>>>
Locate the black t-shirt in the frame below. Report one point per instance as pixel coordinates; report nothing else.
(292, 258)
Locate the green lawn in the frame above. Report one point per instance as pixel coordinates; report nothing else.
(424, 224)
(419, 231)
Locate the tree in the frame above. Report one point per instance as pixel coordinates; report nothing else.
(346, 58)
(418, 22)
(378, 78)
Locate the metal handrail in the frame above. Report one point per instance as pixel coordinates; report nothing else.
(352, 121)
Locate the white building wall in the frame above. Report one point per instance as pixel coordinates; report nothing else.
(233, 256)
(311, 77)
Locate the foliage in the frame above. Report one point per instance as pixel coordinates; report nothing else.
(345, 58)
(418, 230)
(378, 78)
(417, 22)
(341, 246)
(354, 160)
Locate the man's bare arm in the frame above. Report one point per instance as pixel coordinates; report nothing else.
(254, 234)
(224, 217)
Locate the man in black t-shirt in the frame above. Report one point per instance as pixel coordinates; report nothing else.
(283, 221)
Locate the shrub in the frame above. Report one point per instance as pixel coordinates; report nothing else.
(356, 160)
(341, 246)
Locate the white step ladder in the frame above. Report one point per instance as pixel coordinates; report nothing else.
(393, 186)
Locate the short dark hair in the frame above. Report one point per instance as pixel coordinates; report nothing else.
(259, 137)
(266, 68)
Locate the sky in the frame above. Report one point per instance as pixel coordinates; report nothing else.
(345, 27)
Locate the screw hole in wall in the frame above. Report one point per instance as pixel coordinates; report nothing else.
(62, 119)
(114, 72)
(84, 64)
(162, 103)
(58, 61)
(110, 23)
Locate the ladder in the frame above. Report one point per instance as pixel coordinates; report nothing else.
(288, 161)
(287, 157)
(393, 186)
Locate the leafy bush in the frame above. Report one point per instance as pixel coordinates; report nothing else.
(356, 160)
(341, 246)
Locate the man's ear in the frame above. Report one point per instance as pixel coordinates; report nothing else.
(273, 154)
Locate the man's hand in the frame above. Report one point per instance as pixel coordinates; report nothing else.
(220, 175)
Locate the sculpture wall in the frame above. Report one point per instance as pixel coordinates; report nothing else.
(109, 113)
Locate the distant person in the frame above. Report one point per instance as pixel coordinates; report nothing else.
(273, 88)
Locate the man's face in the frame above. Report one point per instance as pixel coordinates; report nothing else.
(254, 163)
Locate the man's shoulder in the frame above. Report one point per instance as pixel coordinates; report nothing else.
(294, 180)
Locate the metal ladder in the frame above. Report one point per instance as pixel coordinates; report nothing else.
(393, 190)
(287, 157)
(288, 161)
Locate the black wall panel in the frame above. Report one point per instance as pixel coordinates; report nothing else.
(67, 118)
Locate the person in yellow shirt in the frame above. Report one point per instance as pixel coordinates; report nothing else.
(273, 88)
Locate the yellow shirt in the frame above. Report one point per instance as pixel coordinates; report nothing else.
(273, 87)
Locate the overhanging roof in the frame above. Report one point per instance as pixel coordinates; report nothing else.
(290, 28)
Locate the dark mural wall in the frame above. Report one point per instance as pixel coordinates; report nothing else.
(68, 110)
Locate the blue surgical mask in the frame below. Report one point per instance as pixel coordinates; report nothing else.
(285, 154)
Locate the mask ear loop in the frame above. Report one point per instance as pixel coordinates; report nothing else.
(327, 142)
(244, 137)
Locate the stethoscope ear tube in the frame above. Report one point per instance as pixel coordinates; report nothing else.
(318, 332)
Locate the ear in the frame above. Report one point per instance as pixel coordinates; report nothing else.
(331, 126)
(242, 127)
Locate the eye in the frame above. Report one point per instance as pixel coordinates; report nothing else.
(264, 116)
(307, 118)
<<<
- **Task to complete**
Please convert the entries, starting at the line that contains "Locate the mask" and continuing through the last line of the entries, into a Markdown table with the columns Row and Line, omitting any blank lines.

- **Answer**
| Row | Line |
|---|---|
| 1 | Locate the mask ear loop in the frame above. Report one point per instance as pixel coordinates; report nothing else. |
| 2 | (327, 142) |
| 3 | (244, 137) |
| 4 | Locate the stethoscope ear tube in the frame above. Report one point per instance as pixel coordinates; report nothing else. |
| 5 | (318, 332) |
| 6 | Locate the ear in the frame above. Report one point per instance as pixel coordinates; report nothing else. |
| 7 | (331, 126) |
| 8 | (242, 127) |
| 9 | Locate the eye in the frame above. Report one point per instance as pixel coordinates; report nothing else. |
| 10 | (264, 116) |
| 11 | (307, 118) |